▸ **What is being asked**: Scale the part of the records that opens with the line containing "spot the black tire in the photo above" and closes at the end of the records: reproduce every line in it, multiplying each coordinate in the answers by 1.55 and rounding to whole numbers, with halves rounded up. Keep all other lines unchanged.

* begin *

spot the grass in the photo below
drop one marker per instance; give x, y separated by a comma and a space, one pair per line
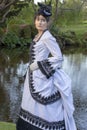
7, 126
79, 29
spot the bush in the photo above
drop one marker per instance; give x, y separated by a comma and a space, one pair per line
10, 39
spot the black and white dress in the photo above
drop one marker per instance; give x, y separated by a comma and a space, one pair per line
47, 102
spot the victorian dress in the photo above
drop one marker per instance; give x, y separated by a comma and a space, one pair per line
47, 102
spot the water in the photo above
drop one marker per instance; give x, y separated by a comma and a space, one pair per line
11, 83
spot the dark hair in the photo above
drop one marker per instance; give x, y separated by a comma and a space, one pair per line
44, 10
38, 14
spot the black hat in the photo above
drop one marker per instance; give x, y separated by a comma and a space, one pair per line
44, 10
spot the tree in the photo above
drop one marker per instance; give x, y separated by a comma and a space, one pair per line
10, 8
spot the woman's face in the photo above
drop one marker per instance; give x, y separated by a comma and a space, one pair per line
41, 23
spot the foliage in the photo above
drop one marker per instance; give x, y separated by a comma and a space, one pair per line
7, 126
10, 39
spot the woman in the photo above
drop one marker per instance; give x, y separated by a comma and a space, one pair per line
47, 102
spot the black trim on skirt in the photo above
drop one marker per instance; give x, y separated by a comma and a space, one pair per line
23, 125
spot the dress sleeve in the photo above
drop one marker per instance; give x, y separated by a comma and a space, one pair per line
53, 62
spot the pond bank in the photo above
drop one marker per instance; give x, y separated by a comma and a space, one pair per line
7, 126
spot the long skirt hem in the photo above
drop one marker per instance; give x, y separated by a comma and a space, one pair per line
23, 125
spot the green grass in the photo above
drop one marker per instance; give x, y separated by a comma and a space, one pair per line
7, 126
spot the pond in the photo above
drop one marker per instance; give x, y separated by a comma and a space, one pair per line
12, 61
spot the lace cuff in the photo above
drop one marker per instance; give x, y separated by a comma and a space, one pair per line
46, 68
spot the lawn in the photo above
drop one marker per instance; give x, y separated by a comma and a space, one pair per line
7, 126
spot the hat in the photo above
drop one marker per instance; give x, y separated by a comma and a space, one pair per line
44, 10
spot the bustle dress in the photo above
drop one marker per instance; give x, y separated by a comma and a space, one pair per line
47, 102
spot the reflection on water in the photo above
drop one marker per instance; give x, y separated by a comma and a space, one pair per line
13, 65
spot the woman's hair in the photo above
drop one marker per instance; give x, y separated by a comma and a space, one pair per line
44, 10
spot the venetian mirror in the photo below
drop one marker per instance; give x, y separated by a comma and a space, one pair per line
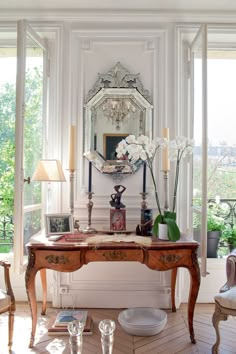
116, 107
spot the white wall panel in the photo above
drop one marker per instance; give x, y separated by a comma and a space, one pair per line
115, 284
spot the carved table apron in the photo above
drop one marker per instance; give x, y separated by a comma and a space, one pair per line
63, 257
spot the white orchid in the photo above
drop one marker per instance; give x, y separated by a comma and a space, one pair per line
144, 148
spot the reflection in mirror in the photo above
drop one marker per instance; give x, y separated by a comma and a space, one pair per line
116, 107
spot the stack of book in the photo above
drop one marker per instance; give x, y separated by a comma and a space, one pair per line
58, 325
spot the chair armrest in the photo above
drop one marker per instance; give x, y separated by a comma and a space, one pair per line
6, 265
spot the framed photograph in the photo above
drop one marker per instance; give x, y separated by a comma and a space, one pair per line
110, 142
117, 219
58, 224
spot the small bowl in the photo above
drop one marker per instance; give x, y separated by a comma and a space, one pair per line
142, 321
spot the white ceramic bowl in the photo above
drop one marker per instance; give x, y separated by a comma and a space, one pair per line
142, 321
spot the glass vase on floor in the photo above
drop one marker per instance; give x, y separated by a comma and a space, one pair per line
107, 328
75, 328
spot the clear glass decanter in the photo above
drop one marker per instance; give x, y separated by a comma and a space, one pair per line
75, 328
107, 328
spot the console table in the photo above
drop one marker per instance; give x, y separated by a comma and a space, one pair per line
71, 256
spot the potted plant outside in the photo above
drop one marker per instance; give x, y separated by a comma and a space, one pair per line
215, 227
229, 237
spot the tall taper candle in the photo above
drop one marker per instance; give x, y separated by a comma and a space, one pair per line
144, 176
72, 148
90, 177
165, 158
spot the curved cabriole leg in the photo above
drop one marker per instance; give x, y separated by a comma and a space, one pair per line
10, 328
193, 293
30, 289
173, 284
216, 318
44, 287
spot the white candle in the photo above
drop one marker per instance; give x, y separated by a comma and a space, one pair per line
72, 149
165, 158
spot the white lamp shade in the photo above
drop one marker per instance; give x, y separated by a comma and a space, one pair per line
49, 170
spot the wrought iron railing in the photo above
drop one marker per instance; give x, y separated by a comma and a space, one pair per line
6, 230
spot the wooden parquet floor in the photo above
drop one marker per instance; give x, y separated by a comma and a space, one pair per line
173, 339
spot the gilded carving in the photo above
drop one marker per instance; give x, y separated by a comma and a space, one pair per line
31, 263
169, 258
114, 255
56, 259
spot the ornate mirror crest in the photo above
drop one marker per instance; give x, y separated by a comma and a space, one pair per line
117, 106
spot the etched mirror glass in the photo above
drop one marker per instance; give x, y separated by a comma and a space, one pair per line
116, 107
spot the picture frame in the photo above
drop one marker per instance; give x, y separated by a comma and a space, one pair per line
117, 220
110, 142
58, 224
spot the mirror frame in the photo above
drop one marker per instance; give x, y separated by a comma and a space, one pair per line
118, 83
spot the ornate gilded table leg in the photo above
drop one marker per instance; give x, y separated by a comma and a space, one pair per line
30, 289
216, 318
193, 293
44, 287
173, 284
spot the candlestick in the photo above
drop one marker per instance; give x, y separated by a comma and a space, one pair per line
89, 229
72, 178
165, 158
144, 176
143, 202
72, 149
90, 177
166, 190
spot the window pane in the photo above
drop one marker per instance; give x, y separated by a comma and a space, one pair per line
33, 120
7, 145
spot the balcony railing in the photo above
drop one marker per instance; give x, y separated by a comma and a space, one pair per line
226, 210
6, 230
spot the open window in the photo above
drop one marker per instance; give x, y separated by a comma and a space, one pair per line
30, 128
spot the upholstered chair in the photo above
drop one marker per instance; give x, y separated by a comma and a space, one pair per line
7, 300
225, 301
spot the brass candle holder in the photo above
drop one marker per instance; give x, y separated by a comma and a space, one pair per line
89, 229
143, 202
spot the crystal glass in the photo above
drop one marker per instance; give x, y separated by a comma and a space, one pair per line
75, 328
107, 328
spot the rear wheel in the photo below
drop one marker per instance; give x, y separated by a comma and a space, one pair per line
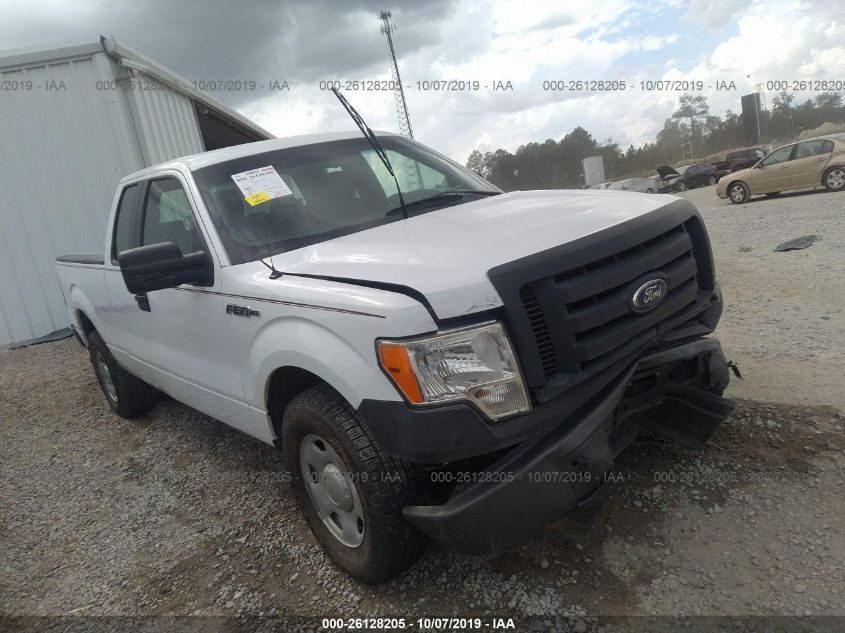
127, 395
738, 192
350, 492
834, 179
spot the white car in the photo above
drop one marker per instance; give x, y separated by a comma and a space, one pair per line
393, 346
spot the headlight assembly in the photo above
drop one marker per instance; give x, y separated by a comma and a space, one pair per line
474, 363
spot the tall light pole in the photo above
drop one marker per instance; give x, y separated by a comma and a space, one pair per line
398, 90
757, 103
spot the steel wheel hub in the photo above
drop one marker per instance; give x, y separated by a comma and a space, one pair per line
331, 490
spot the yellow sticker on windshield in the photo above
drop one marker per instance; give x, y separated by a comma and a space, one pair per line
257, 198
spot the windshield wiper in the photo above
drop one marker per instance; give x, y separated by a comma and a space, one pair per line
378, 148
443, 196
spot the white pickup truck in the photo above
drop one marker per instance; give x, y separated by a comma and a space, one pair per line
457, 364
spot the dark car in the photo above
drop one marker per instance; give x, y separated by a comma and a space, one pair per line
686, 177
739, 159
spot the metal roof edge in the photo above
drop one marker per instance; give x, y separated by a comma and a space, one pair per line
35, 55
130, 58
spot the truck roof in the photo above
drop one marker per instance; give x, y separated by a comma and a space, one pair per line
204, 159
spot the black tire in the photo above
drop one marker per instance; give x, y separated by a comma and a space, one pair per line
127, 395
834, 178
384, 486
738, 192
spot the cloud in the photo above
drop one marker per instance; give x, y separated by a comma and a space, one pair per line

* end *

▸ **Output of the task**:
spot the black tire in the photo above
drop one marker per instance; give x, y separated by a comma and a space, one pair per line
197, 612
1293, 276
595, 753
1144, 298
spot the cloud in the photo above
drop one marker per instance; give x, y separated by a comma and a space, one pair per line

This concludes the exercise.